Supplied passage:
───

Following Judith’s principle of setting off early in such weather as this, at 10 a.m. this morning I walked out on the Monbos road, taking a right turn towards Thenac. I soon came to a signpost promising to lead back to Sigoules. Eventually reaching an unmarked T-junction I had a 50% chance of heading for Sigoules. Fortunately I recognised the road and turned right. Had I gone left I would have wound up in Cuneges. That would not have been fun, for, after yesterday, I reckoned one hour would be enough.
On the road out I chatted to a very elderly gentleman engaged in persuading, with his stick, a miniscule fallen branch from the roadway into a ditch. Our Morden neighbour, Ken, specialises in similarly flipping cans from our lawn into the road. Sometimes this takes several strokes of his club. Each man seems to take on a quite opposite sense of civic duty. Today’s putter raised his hat when greeting me. The bare-headed Ken usually raises his stick.
Maize is flourishing, and hay is being bound up and collected throughout the area. A tree standing guard over one of the bundles obviously couldn’t stand the heat.
As I reached rue St. Jacques, reflective light was playfully dappling the surface of the road and the stone walls of Le Code Bar and the chateau between us. This kinetic illumination was emanating from faceted baubles strung on wires between the bar and its marquee across the road. Much more pleasant than the similar static white blobs seen all over the streets of London. They are chewing gum, and don’t move at all.

───

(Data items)
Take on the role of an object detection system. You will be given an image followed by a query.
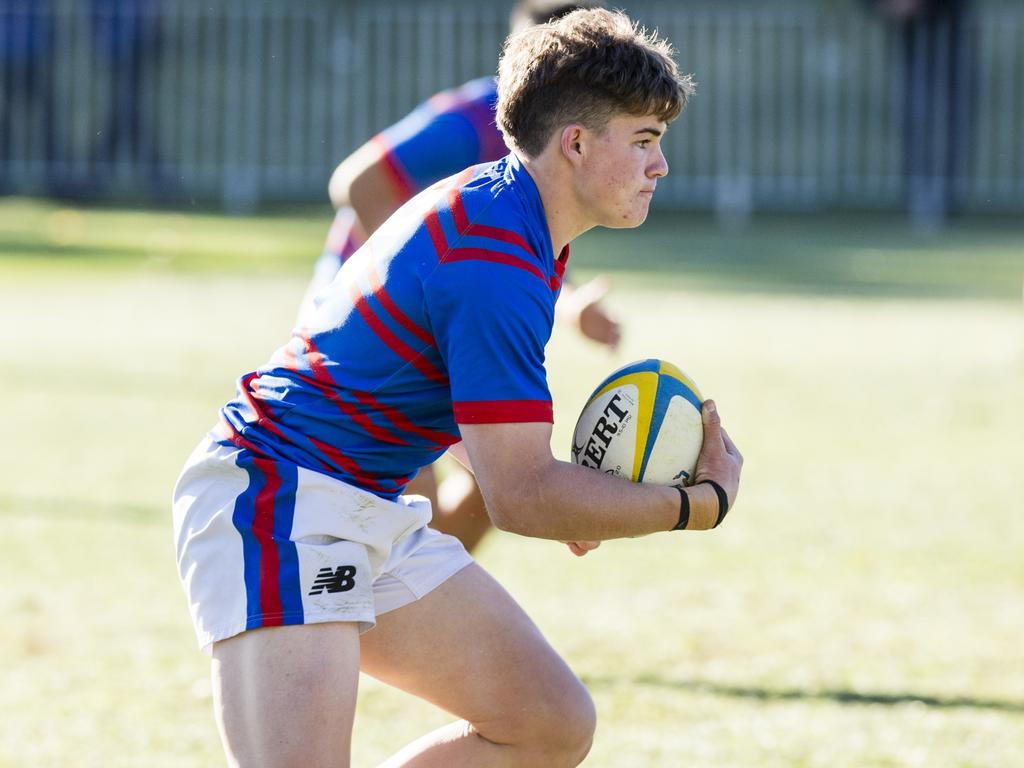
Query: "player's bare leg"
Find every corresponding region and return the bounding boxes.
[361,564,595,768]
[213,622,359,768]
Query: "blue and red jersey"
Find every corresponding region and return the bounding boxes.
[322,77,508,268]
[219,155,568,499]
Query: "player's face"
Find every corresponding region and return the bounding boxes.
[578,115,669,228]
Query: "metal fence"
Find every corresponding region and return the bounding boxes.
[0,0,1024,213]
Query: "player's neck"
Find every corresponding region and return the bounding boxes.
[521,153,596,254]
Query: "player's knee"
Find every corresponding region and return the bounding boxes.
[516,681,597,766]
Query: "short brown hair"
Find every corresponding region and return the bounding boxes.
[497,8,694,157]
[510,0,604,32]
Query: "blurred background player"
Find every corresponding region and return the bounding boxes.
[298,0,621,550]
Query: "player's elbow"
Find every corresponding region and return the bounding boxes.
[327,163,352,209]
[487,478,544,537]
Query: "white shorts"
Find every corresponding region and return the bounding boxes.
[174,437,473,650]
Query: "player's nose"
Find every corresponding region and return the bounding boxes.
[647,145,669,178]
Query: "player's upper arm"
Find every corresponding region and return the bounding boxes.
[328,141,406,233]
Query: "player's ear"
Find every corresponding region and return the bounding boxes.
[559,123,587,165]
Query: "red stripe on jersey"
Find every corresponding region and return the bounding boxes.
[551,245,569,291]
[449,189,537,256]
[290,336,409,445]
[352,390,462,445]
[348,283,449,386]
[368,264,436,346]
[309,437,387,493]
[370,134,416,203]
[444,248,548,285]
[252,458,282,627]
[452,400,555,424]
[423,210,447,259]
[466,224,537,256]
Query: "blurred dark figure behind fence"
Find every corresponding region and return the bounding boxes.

───

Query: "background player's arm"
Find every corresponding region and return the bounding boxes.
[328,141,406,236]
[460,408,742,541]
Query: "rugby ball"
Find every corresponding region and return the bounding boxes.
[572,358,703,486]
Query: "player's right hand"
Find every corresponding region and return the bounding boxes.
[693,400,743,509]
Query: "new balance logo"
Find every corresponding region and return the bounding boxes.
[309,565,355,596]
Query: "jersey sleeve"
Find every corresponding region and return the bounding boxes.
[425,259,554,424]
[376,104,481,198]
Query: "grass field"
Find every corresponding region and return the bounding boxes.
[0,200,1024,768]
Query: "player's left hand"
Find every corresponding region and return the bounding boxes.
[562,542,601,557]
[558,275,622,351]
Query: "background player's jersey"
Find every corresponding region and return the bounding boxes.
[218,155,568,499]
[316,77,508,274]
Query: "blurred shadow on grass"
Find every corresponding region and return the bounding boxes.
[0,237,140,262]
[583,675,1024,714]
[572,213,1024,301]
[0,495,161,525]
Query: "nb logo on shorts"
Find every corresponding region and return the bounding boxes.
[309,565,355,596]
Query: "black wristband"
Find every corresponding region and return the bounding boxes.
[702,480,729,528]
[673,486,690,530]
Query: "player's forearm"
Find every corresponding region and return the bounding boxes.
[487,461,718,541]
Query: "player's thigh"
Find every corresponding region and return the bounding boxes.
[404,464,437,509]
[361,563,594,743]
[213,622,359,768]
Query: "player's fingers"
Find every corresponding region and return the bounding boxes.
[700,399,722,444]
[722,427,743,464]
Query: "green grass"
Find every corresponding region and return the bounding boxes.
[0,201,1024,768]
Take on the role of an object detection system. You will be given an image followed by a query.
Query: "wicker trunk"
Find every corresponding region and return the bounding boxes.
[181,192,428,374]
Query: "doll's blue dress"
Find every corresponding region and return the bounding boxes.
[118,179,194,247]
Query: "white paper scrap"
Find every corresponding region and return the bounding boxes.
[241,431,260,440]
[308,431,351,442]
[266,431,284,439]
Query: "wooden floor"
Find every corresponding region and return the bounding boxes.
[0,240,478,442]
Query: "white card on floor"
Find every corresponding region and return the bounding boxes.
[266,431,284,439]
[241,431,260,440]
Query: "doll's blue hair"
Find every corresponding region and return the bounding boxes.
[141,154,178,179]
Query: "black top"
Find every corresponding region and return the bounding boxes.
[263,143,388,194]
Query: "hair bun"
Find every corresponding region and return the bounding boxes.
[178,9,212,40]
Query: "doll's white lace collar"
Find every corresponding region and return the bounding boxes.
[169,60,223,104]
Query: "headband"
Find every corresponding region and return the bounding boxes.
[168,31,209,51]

───

What the exercise asks:
Reproduce the morning-walk passage in full, word for word. Draw only on the morning-walk passage.

Response to this exercise:
Following Judith’s principle of setting off early in such weather as this, at 10 a.m. this morning I walked out on the Monbos road, taking a right turn towards Thenac. I soon came to a signpost promising to lead back to Sigoules. Eventually reaching an unmarked T-junction I had a 50% chance of heading for Sigoules. Fortunately I recognised the road and turned right. Had I gone left I would have wound up in Cuneges. That would not have been fun, for, after yesterday, I reckoned one hour would be enough.
On the road out I chatted to a very elderly gentleman engaged in persuading, with his stick, a miniscule fallen branch from the roadway into a ditch. Our Morden neighbour, Ken, specialises in similarly flipping cans from our lawn into the road. Sometimes this takes several strokes of his club. Each man seems to take on a quite opposite sense of civic duty. Today’s putter raised his hat when greeting me. The bare-headed Ken usually raises his stick.
Maize is flourishing, and hay is being bound up and collected throughout the area. A tree standing guard over one of the bundles obviously couldn’t stand the heat.
As I reached rue St. Jacques, reflective light was playfully dappling the surface of the road and the stone walls of Le Code Bar and the chateau between us. This kinetic illumination was emanating from faceted baubles strung on wires between the bar and its marquee across the road. Much more pleasant than the similar static white blobs seen all over the streets of London. They are chewing gum, and don’t move at all.